## [EXERCISE OBJECTIVE]
Copy out everything from "Provide the location of every instance of the leafy" down to "Provide the location of every instance of the large", changing "thick" to "sturdy" and leaving the rest as it stands.

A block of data
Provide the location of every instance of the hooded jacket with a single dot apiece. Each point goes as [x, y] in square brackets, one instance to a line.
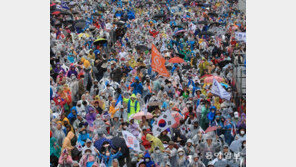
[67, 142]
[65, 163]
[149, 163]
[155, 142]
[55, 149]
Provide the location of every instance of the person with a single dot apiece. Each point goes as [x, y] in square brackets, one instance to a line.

---

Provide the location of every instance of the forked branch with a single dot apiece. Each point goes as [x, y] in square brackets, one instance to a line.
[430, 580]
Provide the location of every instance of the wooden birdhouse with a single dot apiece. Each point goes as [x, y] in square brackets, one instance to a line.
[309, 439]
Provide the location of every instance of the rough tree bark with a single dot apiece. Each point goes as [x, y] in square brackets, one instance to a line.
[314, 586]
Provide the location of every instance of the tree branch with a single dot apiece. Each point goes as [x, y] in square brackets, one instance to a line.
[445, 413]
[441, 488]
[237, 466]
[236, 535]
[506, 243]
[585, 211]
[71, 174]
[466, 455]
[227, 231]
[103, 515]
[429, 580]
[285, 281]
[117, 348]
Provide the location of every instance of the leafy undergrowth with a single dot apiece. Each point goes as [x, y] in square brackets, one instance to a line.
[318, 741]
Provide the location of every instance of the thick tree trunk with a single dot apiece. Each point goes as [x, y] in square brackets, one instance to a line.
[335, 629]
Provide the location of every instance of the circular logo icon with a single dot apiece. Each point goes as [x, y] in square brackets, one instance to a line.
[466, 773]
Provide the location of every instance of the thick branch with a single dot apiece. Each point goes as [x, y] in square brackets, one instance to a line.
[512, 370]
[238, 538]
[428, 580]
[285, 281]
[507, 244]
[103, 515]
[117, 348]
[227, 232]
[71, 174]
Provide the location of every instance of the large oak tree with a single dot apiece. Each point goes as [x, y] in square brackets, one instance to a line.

* * *

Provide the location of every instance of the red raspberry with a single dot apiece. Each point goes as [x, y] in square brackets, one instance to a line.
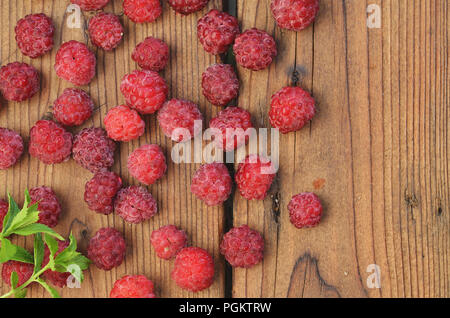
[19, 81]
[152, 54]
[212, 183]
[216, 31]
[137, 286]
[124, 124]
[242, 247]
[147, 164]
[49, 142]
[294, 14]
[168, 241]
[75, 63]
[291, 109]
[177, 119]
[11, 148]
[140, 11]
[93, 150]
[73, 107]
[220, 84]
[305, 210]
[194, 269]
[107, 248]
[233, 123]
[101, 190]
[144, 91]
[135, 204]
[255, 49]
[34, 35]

## [EXERCISE RESULT]
Provide the location of every instance of the leafy undergrowth with a single dot apiece. Each point goes as [x, y] in square brackets, one instance to a line.
[318, 741]
Provide the location of every instance of the sturdy tree trunk with a single dot apiece. Each point goes as [x, y] in square brackets, one instance to a line.
[335, 629]
Provide the location of every instance of the circular logo icon with a single dot apiece. Each point goes as [x, y] in square brackets, one instance to a line.
[466, 773]
Provide the location of every instance of the sturdy branch with a single dot apiece. Each point goes as [x, y] in square brackets, one instance to a line.
[512, 370]
[238, 538]
[428, 580]
[285, 281]
[507, 244]
[103, 515]
[117, 348]
[227, 232]
[71, 174]
Provide the location of every instance of the large oak tree with a single dot apiece. Each point goes as [x, y] in square brackets, one instance to a line.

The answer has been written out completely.